=== PROMPT ===
Make an exact copy of all the entries shown below.

Stored entries
╔══
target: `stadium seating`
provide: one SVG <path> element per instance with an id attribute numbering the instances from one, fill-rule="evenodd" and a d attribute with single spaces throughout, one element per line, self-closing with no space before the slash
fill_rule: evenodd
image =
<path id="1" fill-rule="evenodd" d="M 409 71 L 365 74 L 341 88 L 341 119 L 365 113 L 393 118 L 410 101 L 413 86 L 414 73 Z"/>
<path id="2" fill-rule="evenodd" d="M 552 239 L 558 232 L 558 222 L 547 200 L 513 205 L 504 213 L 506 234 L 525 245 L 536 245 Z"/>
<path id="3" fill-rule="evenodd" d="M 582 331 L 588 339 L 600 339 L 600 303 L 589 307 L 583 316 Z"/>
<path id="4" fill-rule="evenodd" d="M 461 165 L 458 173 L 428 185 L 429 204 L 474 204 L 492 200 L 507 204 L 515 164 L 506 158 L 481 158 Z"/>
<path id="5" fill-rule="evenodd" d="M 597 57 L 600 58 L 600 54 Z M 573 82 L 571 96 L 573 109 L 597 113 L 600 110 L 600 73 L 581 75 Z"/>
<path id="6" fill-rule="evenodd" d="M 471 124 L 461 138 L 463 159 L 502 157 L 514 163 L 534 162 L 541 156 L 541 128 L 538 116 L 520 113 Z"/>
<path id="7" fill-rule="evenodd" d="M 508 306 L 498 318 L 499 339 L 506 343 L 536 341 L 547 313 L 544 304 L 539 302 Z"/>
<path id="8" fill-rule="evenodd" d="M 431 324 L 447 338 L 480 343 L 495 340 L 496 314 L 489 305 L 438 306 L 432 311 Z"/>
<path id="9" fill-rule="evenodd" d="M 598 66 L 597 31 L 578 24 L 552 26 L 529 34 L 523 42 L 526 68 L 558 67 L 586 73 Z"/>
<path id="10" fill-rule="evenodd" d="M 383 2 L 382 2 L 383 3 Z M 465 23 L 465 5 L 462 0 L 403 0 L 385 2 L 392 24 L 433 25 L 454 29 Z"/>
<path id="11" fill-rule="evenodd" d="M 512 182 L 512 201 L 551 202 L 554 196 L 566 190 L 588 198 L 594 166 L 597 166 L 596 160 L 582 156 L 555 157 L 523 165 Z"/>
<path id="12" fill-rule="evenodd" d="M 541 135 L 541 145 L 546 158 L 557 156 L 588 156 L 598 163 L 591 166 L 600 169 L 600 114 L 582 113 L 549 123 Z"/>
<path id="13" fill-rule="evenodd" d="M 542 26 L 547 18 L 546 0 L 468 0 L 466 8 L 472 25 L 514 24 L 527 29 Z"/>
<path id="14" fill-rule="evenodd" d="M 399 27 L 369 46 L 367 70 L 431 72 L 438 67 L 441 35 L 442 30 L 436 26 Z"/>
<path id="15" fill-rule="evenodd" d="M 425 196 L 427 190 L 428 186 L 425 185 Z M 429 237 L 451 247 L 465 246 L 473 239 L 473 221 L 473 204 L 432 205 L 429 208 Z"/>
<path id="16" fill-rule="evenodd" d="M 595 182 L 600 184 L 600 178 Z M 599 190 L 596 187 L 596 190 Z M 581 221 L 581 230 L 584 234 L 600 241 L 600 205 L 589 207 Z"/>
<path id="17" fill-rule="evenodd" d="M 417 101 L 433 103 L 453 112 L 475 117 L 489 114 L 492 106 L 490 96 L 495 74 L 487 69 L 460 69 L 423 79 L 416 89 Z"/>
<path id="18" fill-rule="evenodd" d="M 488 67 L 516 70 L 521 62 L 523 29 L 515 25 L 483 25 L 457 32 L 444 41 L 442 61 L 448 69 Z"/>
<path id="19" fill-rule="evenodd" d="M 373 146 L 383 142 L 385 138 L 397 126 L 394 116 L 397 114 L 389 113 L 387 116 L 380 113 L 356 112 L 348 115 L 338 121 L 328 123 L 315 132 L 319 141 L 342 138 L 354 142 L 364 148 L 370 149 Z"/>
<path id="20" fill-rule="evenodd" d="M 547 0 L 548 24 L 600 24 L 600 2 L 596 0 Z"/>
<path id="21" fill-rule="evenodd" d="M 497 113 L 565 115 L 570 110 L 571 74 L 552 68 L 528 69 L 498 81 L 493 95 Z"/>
╚══
=== RESULT ===
target: `stadium seating`
provide: one SVG <path> element per instance with an id attribute numbering the instances from one, fill-rule="evenodd" and a d attribute with single spaces throughout, one element per line, self-closing with no space before the slash
fill_rule: evenodd
image =
<path id="1" fill-rule="evenodd" d="M 409 71 L 365 74 L 341 88 L 341 119 L 365 113 L 393 118 L 410 101 L 413 86 L 414 73 Z"/>
<path id="2" fill-rule="evenodd" d="M 552 239 L 558 232 L 558 222 L 547 200 L 513 205 L 504 213 L 506 234 L 525 245 L 536 245 Z"/>
<path id="3" fill-rule="evenodd" d="M 582 331 L 588 339 L 600 339 L 600 303 L 589 307 L 583 316 Z"/>
<path id="4" fill-rule="evenodd" d="M 461 165 L 458 173 L 428 185 L 429 204 L 474 204 L 492 200 L 507 204 L 515 164 L 506 158 L 481 158 Z"/>
<path id="5" fill-rule="evenodd" d="M 597 57 L 600 58 L 600 54 Z M 573 82 L 571 96 L 573 109 L 597 113 L 600 110 L 600 73 L 581 75 Z"/>
<path id="6" fill-rule="evenodd" d="M 471 124 L 461 138 L 463 159 L 502 157 L 514 163 L 534 162 L 541 156 L 541 128 L 538 116 L 520 113 Z"/>
<path id="7" fill-rule="evenodd" d="M 508 306 L 498 318 L 499 339 L 506 343 L 536 341 L 547 313 L 544 304 L 539 302 Z"/>
<path id="8" fill-rule="evenodd" d="M 431 324 L 447 338 L 480 343 L 495 340 L 496 314 L 489 305 L 438 306 L 432 311 Z"/>
<path id="9" fill-rule="evenodd" d="M 598 66 L 597 31 L 578 24 L 552 26 L 529 34 L 523 42 L 526 68 L 558 67 L 586 73 Z"/>
<path id="10" fill-rule="evenodd" d="M 383 2 L 382 2 L 383 3 Z M 465 23 L 465 5 L 462 0 L 403 0 L 385 2 L 392 24 L 433 25 L 454 29 Z"/>
<path id="11" fill-rule="evenodd" d="M 512 182 L 512 201 L 551 202 L 554 196 L 566 190 L 588 198 L 594 166 L 597 166 L 596 160 L 582 156 L 555 157 L 523 165 Z"/>
<path id="12" fill-rule="evenodd" d="M 541 135 L 541 145 L 546 158 L 557 156 L 588 156 L 598 163 L 591 166 L 600 169 L 600 114 L 582 113 L 549 123 Z"/>
<path id="13" fill-rule="evenodd" d="M 542 26 L 547 18 L 546 0 L 468 0 L 466 8 L 472 25 L 514 24 L 527 29 Z"/>
<path id="14" fill-rule="evenodd" d="M 399 27 L 369 46 L 367 70 L 431 72 L 438 67 L 441 35 L 442 30 L 436 26 Z"/>
<path id="15" fill-rule="evenodd" d="M 425 196 L 427 190 L 428 186 L 425 185 Z M 429 237 L 451 247 L 465 246 L 473 239 L 473 221 L 473 204 L 432 205 L 429 208 Z"/>
<path id="16" fill-rule="evenodd" d="M 595 182 L 600 184 L 600 178 Z M 599 190 L 596 187 L 596 190 Z M 581 221 L 581 230 L 584 234 L 600 241 L 600 205 L 589 207 Z"/>
<path id="17" fill-rule="evenodd" d="M 417 101 L 433 103 L 453 112 L 475 117 L 489 114 L 492 106 L 490 96 L 495 74 L 487 69 L 460 69 L 423 79 L 416 89 Z"/>
<path id="18" fill-rule="evenodd" d="M 488 67 L 516 70 L 521 62 L 523 29 L 515 25 L 483 25 L 457 32 L 444 41 L 442 61 L 448 69 Z"/>
<path id="19" fill-rule="evenodd" d="M 373 146 L 383 142 L 385 138 L 397 126 L 394 116 L 397 114 L 389 113 L 387 116 L 380 113 L 356 112 L 348 115 L 338 121 L 328 123 L 315 132 L 319 141 L 342 138 L 354 142 L 364 148 L 370 149 Z"/>
<path id="20" fill-rule="evenodd" d="M 547 0 L 548 24 L 600 24 L 600 2 L 596 0 Z"/>
<path id="21" fill-rule="evenodd" d="M 497 113 L 565 115 L 570 110 L 571 74 L 552 68 L 528 69 L 498 81 L 493 95 Z"/>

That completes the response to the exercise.